**本文**
--- --- ---

「腰痛は、二本足で歩く人間の宿命だ」と言われることがあります。もともと4本足で歩いていた動物が、立ち上がったために内臓や骨格に負担がかかっているというのです。
ただ、この言葉は事実ではないようです。
以前、NHKが腰痛について調査した番組で、アフリカの草原に住む狩猟民族には、日本で言うような腰痛の人はいませんでした。たまに腰が痛いという人に会うと「木から落ちて、腰を打ったよ」だったり。
この人達は、一日に数十kmも歩くような狩猟生活を行っていました。二足歩行の時間は我々よりもずっと多いのですから、二足歩行自体が、腰痛の原因ではないことを示しています。
■立っている時の、腰の負担は少ない
腰の椎間板にかかる負担を計測した結果も、それを肯定しています。椎間板にかかる負担が一番少ないのは、寝ている時でした。これは当たり前ですね。
次に負担が少ないのは、なんと立っている時。腰椎が直立しているために、筋力を使う必要が少なくなり、椅子に座っているよりも楽だったのです。

--- --- ---

データセットのレコード
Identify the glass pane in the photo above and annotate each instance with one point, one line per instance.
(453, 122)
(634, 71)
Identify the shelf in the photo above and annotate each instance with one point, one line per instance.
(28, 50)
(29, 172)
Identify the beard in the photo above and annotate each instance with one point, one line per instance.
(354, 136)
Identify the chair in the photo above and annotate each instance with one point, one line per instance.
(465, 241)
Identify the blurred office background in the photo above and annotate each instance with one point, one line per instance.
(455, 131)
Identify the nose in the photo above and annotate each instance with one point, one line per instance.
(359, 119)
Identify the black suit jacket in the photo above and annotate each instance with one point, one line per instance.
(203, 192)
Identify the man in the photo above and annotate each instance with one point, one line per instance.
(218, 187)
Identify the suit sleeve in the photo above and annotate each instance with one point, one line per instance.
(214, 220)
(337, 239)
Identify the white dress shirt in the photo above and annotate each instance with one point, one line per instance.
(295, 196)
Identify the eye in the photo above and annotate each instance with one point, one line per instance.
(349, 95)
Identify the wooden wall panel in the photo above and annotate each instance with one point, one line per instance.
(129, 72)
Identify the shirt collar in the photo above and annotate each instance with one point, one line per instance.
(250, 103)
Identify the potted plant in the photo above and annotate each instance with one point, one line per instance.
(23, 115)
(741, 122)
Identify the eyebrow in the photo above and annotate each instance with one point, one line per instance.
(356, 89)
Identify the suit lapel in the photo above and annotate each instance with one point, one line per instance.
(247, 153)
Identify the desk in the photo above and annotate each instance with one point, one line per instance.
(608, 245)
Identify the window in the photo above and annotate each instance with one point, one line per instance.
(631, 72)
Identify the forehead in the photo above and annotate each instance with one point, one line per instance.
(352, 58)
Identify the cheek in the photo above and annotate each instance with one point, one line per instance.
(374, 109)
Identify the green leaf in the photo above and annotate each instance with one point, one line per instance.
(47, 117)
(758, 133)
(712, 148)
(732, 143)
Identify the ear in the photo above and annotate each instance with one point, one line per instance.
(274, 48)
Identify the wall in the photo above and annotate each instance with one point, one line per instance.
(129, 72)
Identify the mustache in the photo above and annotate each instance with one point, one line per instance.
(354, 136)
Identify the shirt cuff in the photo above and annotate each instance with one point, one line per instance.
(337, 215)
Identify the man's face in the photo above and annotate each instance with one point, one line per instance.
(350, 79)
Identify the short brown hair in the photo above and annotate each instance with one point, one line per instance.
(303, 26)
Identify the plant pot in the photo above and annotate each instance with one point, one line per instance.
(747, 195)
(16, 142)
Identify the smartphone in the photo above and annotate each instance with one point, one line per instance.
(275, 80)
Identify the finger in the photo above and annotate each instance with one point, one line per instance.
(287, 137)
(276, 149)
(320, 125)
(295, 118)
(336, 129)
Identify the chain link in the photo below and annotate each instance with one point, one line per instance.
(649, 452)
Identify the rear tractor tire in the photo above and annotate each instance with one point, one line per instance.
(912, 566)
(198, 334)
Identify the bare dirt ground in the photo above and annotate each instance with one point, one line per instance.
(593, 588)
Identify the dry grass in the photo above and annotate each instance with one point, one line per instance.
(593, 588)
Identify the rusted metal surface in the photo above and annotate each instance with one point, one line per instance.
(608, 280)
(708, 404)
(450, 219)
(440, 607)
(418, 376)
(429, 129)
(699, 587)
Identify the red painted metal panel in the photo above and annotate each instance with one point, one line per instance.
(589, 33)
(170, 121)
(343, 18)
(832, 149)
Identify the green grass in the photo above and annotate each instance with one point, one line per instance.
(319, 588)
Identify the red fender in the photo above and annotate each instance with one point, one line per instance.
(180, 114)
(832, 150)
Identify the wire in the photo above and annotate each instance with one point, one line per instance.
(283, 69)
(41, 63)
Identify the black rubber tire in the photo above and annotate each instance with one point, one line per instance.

--- --- ---

腰痛についての本文から、「ただ、この言葉は事実ではないようです。」から「した。これは当たり前ですね。」までをすべて、一字も変えずに書き写して返してください。

**解答**
ただ、この言葉は事実ではないようです。
以前、NHKが腰痛について調査した番組で、アフリカの草原に住む狩猟民族には、日本で言うような腰痛の人はいませんでした。たまに腰が痛いという人に会うと「木から落ちて、腰を打ったよ」だったり。
この人達は、一日に数十kmも歩くような狩猟生活を行っていました。二足歩行の時間は我々よりもずっと多いのですから、二足歩行自体が、腰痛の原因ではないことを示しています。
■立っている時の、腰の負担は少ない
腰の椎間板にかかる負担を計測した結果も、それを肯定しています。椎間板にかかる負担が一番少ないのは、寝ている時でした。これは当たり前ですね。